SUPPLIED DATA
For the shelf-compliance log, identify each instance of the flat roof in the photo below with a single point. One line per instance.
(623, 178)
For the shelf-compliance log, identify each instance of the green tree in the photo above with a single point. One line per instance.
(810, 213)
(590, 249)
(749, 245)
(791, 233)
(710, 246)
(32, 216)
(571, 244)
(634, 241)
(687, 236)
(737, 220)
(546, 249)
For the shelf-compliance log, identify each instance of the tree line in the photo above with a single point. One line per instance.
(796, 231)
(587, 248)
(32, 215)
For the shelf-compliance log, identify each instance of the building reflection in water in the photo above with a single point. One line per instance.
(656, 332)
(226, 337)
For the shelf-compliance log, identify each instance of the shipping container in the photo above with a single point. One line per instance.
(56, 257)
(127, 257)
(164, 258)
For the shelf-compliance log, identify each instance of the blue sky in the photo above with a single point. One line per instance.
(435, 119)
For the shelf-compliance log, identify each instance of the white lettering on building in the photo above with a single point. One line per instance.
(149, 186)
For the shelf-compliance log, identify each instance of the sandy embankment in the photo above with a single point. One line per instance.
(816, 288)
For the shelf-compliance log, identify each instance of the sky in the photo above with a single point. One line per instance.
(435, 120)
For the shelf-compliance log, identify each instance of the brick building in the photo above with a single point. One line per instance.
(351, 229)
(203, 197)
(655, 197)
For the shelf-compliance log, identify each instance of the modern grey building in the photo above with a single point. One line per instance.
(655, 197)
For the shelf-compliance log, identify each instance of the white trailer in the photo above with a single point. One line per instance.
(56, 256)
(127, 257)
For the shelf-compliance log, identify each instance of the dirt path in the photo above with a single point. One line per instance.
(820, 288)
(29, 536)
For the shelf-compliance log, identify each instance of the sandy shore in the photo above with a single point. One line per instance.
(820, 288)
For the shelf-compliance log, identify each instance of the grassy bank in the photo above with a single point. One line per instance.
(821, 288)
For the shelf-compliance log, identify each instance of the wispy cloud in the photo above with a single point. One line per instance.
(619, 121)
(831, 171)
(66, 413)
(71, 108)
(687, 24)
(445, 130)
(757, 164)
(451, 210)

DIRECTIONS FOR THIS TASK
Update the data from the line with "of the wispy" through the end, changing "wispy cloud" to "thin cloud" and keeping everything else the same.

THE SOLUTION
For the shelf-compliance log, identify each instance of the thin cloud in the photo above with a single point. One line per instance.
(619, 121)
(831, 171)
(66, 413)
(71, 108)
(687, 24)
(445, 130)
(757, 164)
(451, 210)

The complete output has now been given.